▶ Given task A:
List each distinct Greek letter that appears in the cointegration passage below.

********

In time series analysis, we often encounter situations where we wish to model one non-stationary time series ($Y_t$) as a linear combination of other non-stationary time series ($X_{1,t},X_{2,t},\cdots,X_{k,t}$). In other words:

$$Y_t=\beta_o+\beta_1X_{1,t}+\beta_2X_{2,t}+\cdots+\beta_kX_{k,t}+\epsilon_t$$

In general, a regression model for non-stationary time series variables gives spurious (nonsense) results. The only exception is if the linear combination of the (dependent and explanatory) variables eliminates the stochastic trend and produces stationary residuals.

$$Y_t+\gamma_1X_{1,t}+\gamma_2X_{2,t}+\cdots+\gamma_kX_{k,t}\sim I(0)$$

In this case, we refer to the set of variables as cointegrated. It is only in this case that we can look at regression as a reasonable and reliable model.

In this paper, we’ll discuss one important question:

- How do we examine a set of non-stationary variables for Cointegration?

In future issues, we’ll tackle the topics of long-run and short-run dynamics of cointegrated time series variables using OLS regression and error correction models.

********

▶ Given task B:
From the records below, gather every line that contains the string "knotted", and match case exactly.

********

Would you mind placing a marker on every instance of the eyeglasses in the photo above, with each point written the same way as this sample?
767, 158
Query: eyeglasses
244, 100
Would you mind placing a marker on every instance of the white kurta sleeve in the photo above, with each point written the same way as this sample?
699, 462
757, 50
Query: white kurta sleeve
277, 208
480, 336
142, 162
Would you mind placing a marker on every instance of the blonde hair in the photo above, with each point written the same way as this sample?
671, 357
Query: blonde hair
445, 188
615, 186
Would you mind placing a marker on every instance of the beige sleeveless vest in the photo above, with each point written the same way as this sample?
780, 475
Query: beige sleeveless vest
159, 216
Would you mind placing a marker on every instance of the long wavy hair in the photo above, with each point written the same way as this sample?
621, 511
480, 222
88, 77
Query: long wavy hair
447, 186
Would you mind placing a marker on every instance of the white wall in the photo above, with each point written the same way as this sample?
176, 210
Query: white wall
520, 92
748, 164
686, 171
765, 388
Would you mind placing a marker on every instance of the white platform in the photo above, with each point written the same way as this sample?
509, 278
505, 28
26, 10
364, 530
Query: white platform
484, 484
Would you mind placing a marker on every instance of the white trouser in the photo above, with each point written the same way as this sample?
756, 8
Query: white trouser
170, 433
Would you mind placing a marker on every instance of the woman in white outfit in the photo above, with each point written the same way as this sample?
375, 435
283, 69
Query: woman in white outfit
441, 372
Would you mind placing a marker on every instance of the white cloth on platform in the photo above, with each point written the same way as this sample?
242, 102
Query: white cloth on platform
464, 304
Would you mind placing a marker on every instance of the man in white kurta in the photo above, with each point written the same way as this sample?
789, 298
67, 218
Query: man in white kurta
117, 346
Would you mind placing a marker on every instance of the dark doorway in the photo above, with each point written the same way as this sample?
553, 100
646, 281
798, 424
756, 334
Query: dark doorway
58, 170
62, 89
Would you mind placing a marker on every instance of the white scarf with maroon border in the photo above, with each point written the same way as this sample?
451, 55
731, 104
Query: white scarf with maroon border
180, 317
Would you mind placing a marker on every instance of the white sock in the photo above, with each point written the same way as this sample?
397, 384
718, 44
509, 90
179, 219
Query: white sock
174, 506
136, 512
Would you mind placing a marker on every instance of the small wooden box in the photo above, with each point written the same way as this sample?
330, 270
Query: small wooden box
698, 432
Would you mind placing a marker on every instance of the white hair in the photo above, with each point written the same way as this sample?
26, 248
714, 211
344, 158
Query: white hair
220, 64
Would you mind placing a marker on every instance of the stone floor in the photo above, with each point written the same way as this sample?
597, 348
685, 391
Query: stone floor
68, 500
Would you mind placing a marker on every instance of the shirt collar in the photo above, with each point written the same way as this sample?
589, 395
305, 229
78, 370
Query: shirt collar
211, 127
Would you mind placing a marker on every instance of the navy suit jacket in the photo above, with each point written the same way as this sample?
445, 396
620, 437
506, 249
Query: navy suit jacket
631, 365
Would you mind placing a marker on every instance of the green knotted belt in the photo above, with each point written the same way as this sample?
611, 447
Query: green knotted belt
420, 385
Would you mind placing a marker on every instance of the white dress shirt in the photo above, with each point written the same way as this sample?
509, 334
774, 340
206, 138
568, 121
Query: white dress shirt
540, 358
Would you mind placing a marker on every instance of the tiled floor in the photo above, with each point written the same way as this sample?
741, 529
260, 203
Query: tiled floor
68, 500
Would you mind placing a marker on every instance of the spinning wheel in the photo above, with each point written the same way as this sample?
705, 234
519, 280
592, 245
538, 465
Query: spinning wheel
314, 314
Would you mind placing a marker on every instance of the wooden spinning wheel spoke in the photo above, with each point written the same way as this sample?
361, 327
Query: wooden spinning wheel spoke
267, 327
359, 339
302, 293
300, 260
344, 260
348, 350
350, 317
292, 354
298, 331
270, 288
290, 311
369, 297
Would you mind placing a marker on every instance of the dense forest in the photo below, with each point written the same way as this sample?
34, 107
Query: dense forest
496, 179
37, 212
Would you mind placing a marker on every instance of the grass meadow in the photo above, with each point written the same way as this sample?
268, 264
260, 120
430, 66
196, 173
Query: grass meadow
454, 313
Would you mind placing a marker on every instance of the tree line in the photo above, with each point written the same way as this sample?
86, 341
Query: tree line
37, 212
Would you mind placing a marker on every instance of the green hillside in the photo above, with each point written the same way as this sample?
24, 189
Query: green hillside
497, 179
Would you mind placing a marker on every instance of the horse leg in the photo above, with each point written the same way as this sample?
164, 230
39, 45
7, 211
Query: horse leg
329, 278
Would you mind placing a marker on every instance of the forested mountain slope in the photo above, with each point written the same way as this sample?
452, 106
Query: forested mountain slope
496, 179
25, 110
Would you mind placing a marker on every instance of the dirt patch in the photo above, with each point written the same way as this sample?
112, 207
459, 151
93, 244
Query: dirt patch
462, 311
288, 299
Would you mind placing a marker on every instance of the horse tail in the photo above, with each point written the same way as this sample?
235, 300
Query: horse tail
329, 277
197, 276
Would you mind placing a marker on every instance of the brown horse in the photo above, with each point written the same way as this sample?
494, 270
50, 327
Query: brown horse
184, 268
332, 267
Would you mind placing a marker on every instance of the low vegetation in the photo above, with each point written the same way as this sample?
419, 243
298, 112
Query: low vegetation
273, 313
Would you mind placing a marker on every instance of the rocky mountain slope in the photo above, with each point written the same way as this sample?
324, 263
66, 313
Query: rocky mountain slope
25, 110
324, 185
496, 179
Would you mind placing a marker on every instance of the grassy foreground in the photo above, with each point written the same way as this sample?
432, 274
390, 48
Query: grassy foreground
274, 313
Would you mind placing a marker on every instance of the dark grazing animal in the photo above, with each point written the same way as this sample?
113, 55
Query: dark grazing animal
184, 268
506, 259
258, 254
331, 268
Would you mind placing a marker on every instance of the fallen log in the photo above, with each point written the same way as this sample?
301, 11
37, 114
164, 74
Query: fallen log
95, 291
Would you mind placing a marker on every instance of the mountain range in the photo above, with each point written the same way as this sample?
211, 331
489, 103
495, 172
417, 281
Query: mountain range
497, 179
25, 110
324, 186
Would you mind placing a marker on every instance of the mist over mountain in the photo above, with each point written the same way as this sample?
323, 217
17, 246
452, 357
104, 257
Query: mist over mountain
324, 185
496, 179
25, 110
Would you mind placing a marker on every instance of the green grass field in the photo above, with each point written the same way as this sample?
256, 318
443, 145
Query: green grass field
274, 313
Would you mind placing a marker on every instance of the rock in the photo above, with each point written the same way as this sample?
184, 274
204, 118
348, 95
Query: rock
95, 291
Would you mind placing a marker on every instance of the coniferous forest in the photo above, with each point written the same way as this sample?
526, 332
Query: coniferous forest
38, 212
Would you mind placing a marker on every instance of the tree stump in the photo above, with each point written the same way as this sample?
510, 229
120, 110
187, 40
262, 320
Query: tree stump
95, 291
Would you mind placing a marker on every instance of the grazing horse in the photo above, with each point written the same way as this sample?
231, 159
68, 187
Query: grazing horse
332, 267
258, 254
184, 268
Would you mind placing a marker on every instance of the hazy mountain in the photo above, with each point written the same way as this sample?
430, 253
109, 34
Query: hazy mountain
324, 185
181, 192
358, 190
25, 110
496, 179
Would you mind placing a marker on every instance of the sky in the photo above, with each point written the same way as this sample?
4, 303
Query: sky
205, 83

********

▶ Worked solution A:
β (beta), ε (epsilon), γ (gamma)

▶ Worked solution B:
Would you mind placing a marker on every instance of the green knotted belt in the photo above, with each point written the same way as this sample?
Query: green knotted belt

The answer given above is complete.